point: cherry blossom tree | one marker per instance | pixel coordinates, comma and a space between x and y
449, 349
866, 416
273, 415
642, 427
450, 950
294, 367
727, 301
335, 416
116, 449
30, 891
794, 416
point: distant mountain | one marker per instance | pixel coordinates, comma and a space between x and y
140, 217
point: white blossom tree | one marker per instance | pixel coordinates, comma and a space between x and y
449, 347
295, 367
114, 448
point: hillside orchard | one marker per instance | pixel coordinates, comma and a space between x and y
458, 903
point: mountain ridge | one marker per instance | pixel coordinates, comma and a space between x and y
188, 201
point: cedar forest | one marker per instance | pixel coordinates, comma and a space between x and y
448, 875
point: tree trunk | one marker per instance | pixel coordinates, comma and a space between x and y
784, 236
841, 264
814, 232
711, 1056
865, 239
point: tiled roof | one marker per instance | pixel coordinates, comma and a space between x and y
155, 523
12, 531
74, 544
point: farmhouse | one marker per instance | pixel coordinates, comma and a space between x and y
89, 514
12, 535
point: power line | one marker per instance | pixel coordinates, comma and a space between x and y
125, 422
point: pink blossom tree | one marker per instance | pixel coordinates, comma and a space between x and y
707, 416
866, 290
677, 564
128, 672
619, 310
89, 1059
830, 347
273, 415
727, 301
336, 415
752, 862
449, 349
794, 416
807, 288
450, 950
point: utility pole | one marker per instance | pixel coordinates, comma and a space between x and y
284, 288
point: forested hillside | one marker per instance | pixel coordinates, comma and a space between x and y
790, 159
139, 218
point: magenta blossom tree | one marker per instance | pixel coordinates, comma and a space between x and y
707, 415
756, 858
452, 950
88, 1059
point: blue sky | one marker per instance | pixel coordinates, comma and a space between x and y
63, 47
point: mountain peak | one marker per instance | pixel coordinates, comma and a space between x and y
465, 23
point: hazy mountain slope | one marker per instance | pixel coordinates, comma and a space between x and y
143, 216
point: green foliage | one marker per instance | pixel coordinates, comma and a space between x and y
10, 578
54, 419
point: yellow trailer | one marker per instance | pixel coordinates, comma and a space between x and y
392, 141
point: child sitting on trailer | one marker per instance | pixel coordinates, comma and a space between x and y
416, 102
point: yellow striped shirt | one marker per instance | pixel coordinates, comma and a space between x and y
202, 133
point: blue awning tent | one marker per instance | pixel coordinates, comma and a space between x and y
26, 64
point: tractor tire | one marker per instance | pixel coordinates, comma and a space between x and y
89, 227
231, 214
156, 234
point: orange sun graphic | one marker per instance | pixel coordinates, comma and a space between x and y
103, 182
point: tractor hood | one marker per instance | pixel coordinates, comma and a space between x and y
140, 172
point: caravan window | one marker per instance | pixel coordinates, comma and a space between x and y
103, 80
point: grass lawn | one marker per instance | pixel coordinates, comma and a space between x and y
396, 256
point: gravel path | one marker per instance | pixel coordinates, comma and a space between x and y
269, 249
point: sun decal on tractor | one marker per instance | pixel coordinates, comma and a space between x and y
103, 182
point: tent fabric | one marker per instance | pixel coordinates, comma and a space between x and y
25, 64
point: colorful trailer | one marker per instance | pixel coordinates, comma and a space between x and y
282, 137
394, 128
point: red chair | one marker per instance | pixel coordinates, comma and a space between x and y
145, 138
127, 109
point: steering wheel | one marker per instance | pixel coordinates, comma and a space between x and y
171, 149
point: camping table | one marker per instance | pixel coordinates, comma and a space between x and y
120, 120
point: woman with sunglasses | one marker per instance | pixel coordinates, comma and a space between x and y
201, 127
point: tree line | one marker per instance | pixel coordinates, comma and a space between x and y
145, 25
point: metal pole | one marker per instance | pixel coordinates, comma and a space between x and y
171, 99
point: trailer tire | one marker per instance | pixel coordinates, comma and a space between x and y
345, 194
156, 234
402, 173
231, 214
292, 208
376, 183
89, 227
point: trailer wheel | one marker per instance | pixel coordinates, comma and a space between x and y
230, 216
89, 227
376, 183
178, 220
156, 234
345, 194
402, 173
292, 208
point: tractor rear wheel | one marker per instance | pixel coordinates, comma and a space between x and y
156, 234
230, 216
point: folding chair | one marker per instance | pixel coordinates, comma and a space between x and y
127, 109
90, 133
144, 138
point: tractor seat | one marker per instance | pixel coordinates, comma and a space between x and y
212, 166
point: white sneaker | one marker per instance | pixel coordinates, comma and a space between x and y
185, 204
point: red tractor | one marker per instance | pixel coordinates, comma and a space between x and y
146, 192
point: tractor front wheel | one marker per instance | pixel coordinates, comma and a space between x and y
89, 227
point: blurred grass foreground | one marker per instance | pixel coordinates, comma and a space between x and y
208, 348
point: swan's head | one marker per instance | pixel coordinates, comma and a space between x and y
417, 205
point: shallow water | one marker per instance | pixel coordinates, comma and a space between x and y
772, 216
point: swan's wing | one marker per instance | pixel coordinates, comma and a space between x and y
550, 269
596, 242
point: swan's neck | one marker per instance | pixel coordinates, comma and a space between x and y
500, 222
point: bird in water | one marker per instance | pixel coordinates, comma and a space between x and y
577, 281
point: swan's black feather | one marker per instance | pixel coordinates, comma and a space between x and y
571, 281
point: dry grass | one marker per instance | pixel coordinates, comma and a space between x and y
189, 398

++++++++

EXERCISE AIM >> Switch "swan's" to "bird's" in the rows running from the line containing "point: shallow water" through the end of the rows, both ends included. Give back only those lines, with everything else left as it is.

ANSWER >>
point: shallow water | one marker per instance | pixel coordinates, comma and a space between x and y
772, 216
point: bird's wing | one marker per instance | pixel coordinates, comma and a space between x and y
550, 269
596, 242
point: bird's neck | one marker per instance | pixel coordinates, comma and a space between x and y
500, 222
point: bird in water | one marker per instance | pixel coordinates, comma and a space between x and y
577, 281
point: bird's black feather | one marker per instance | pixel coordinates, comma and a space between x and y
571, 281
point: dry grass | one marker per instance | pixel coordinates, comma and a space between x and y
189, 398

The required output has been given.